◆ WORK INSTRUCTION: Where the string "Objective" shows up in a line of the records, copy that line.

◆ INFORMATION:
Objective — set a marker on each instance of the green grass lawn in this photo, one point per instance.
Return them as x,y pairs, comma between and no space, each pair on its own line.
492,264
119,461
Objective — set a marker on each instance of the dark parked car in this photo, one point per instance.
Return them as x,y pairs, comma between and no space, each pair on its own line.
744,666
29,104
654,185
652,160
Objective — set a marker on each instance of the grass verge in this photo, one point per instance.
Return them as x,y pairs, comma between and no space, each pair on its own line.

◆ ANSWER TO THE PROBLEM:
Objective — set a marker on each instance of the green grass lawn in this photo, one point per instance.
Objective — set a marker on each instance of the dark parked car in this photo, one point per instance.
Objective — set a marker on each instance of the grass verge in this photo, one point per instance.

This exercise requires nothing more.